[Records supplied]

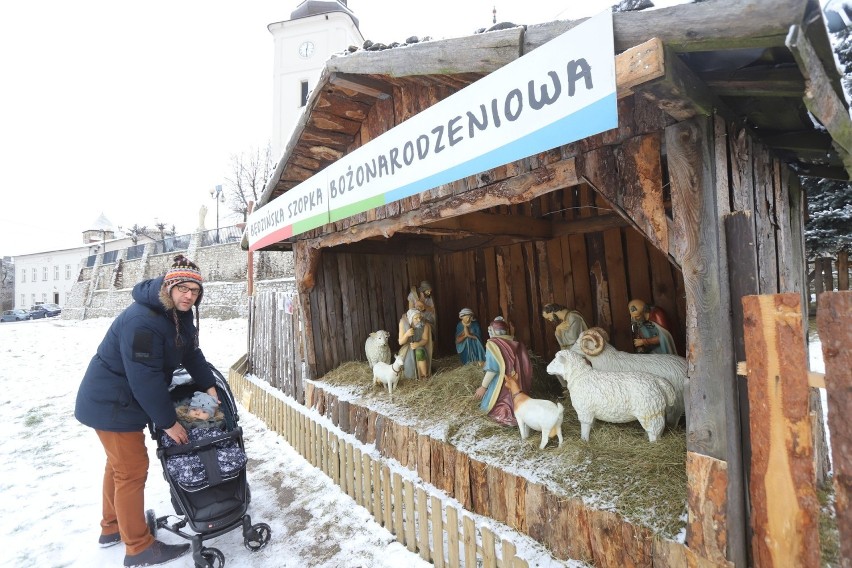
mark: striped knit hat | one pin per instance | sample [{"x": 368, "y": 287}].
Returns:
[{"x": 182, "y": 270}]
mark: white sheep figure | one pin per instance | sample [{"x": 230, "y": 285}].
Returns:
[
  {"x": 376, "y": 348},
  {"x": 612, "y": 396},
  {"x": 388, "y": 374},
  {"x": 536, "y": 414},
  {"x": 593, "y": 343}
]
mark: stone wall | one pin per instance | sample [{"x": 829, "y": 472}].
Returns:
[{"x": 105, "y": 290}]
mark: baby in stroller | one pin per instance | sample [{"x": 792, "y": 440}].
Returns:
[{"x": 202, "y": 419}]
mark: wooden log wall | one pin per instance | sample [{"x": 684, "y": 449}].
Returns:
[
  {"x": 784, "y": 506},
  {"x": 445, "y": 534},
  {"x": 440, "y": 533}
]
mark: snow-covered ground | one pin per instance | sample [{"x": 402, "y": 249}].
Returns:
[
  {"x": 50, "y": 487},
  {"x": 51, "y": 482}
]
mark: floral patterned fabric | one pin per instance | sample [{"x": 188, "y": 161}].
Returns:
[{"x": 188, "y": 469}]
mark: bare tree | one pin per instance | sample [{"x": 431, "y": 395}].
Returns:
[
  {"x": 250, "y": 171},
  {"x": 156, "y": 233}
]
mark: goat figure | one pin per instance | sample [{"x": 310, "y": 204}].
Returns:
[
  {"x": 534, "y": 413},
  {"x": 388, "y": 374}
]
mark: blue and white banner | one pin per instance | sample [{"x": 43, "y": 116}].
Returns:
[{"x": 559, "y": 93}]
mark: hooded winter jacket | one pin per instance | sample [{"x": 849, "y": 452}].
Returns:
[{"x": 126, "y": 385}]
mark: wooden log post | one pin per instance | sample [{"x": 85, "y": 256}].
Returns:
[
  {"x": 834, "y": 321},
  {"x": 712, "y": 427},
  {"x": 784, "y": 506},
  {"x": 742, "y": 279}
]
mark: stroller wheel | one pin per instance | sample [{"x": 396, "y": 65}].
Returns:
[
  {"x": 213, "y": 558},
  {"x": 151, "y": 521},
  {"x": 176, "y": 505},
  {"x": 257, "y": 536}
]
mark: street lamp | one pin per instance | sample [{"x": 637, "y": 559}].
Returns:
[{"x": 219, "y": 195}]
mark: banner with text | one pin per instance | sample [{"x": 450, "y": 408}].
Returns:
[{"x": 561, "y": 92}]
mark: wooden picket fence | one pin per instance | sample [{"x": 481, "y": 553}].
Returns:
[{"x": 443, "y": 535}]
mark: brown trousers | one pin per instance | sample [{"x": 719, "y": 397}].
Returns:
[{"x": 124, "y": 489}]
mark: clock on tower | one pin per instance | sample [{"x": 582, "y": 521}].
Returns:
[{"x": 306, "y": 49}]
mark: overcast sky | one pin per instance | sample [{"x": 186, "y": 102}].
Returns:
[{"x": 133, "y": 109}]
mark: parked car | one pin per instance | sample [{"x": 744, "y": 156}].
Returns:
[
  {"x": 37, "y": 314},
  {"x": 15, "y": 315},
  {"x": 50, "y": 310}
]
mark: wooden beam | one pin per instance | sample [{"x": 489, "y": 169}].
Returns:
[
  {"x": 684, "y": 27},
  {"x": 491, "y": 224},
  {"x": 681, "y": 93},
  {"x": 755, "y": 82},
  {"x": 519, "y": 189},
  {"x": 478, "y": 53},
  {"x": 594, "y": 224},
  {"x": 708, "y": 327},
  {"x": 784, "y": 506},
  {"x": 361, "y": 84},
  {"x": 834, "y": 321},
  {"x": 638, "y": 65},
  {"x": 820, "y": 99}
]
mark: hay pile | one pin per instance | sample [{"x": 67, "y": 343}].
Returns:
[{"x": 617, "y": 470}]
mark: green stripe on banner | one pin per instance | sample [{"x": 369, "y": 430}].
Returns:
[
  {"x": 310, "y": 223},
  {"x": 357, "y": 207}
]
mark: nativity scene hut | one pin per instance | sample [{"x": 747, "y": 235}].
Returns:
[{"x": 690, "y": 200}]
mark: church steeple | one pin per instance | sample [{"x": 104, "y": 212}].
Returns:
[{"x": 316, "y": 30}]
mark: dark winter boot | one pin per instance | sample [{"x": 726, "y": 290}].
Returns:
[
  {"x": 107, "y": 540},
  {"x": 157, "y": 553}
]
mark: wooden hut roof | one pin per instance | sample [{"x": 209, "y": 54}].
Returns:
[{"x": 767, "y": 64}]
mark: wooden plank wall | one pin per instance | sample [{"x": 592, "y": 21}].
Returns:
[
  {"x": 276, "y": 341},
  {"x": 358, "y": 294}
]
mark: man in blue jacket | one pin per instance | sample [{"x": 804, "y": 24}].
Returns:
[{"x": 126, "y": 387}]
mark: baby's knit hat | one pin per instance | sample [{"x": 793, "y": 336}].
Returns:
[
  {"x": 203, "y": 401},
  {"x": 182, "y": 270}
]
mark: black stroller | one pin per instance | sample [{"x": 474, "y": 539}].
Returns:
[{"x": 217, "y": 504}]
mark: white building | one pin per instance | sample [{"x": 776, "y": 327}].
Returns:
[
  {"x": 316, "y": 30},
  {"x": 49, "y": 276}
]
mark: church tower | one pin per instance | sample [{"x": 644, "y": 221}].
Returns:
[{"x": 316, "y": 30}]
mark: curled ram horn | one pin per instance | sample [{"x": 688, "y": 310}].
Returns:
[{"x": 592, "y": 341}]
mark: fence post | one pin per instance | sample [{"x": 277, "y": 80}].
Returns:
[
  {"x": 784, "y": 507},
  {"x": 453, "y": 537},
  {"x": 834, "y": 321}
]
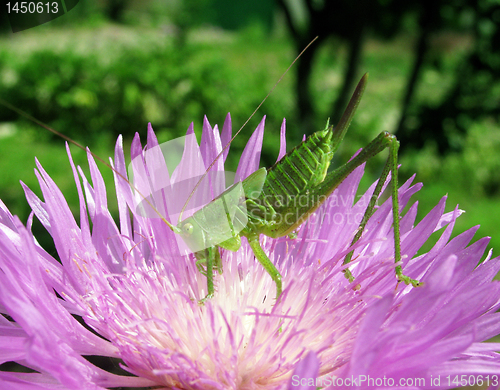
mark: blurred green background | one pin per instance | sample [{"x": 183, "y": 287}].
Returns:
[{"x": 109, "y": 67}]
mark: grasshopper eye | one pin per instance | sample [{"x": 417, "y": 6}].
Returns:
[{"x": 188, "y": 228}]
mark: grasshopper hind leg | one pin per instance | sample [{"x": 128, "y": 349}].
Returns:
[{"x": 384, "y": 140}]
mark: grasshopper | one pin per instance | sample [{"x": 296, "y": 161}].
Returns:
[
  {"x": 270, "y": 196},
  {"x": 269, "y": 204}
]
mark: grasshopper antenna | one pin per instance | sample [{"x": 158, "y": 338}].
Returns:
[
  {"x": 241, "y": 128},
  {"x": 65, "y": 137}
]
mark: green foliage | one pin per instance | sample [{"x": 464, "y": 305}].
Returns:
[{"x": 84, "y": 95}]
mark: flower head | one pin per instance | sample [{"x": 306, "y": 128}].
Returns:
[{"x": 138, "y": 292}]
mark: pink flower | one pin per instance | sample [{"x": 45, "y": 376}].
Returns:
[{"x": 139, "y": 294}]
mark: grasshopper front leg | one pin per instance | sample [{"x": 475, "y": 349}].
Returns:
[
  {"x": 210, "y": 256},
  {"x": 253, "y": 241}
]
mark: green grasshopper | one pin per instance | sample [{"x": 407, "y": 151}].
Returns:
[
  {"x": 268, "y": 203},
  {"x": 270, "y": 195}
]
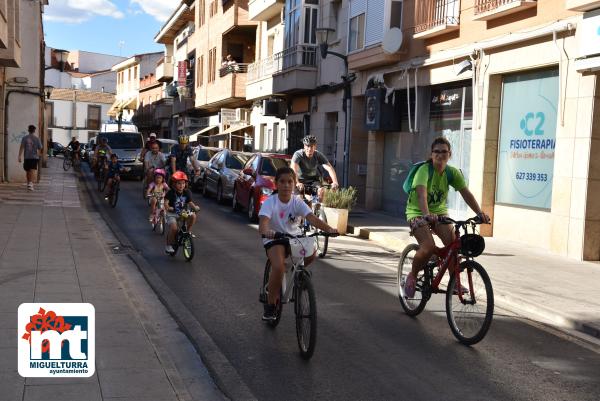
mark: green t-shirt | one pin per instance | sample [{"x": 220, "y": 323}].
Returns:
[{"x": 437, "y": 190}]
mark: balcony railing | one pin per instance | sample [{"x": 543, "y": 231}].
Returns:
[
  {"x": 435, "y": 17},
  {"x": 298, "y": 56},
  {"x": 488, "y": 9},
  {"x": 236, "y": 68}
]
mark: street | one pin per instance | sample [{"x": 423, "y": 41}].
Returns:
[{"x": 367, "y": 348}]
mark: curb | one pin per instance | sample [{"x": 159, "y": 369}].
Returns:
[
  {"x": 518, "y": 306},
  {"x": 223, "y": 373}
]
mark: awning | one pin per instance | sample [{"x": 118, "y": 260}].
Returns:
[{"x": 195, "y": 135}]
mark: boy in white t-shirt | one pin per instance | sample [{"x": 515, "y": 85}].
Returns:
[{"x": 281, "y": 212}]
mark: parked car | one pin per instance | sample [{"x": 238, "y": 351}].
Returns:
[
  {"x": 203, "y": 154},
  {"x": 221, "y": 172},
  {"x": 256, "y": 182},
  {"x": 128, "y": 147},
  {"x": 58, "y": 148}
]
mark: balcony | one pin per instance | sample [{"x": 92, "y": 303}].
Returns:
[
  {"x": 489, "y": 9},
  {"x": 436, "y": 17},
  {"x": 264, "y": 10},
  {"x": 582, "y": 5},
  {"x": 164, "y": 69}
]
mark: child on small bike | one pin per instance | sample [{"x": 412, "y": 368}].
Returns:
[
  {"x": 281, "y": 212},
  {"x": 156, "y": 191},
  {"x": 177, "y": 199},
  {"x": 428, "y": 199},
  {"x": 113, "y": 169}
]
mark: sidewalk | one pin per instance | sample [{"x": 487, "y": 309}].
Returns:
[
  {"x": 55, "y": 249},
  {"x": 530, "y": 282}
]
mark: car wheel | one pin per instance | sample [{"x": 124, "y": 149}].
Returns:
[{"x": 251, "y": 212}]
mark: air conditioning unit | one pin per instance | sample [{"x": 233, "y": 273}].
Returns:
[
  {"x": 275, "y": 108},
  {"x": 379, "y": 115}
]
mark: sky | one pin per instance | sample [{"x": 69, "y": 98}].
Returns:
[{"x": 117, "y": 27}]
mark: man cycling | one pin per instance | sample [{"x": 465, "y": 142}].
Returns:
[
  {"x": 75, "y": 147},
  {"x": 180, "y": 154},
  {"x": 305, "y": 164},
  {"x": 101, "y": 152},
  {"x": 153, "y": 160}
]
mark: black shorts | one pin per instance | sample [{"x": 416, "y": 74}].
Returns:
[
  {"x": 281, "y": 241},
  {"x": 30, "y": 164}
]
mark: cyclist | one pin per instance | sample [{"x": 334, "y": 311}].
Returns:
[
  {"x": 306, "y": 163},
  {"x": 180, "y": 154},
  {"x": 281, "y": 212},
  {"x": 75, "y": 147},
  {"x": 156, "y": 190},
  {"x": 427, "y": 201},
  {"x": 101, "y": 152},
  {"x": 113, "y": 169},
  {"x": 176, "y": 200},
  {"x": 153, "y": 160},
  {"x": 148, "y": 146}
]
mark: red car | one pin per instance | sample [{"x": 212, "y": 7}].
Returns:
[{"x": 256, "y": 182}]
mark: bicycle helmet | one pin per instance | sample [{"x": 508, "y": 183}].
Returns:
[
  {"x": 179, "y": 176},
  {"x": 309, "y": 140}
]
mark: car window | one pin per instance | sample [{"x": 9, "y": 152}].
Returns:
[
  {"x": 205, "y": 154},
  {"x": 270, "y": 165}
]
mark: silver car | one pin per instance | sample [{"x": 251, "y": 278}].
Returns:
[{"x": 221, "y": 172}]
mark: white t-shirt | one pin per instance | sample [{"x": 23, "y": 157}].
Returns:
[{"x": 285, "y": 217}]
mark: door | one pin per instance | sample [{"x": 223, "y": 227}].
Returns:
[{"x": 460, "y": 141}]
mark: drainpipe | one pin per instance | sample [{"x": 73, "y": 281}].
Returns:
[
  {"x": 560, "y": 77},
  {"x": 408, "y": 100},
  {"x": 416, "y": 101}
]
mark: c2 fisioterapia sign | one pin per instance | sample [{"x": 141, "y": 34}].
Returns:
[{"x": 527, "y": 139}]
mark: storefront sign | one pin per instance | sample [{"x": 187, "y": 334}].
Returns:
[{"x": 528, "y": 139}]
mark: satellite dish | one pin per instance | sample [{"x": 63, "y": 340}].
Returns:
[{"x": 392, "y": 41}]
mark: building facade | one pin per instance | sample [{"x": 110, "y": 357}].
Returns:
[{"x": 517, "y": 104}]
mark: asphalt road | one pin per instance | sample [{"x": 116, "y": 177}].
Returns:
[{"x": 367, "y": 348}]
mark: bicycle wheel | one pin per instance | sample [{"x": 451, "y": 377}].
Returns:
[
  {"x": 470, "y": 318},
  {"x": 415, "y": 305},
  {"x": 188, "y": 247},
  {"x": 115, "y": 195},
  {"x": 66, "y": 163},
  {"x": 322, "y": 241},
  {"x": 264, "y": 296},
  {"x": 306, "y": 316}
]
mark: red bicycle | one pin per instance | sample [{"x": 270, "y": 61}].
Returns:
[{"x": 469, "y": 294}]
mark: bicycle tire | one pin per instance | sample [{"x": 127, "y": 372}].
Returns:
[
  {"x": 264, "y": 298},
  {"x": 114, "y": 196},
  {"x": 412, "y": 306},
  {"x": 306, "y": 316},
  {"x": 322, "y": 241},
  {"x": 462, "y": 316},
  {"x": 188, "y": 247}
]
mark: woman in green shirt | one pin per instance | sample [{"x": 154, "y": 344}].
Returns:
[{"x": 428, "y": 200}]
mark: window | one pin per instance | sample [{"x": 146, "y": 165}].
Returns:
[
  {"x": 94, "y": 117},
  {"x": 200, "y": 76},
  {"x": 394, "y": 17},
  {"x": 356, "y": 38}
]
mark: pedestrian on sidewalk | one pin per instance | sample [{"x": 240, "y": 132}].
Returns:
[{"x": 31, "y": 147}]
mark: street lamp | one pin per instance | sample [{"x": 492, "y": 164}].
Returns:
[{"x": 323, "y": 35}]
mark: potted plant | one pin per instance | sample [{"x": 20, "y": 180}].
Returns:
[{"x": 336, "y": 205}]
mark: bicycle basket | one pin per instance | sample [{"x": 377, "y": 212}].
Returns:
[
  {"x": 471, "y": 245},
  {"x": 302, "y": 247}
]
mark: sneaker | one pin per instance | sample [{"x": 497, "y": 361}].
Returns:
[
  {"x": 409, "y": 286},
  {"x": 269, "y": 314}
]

[/Records supplied]

**What to produce:**
Among the lines above, find those holding "bicycle" and copy each one.

**Answer:**
mark: bicycle helmet | one pin per instance | sample [{"x": 508, "y": 183}].
mark: bicycle wheel | one pin per instance | sample [{"x": 451, "y": 377}].
mark: red bicycle | one pin per instance | sample [{"x": 270, "y": 61}].
mark: bicycle tire | one pin per instance | sample [{"x": 127, "y": 372}].
mark: bicycle basket | one pin per instance | sample [{"x": 377, "y": 212}].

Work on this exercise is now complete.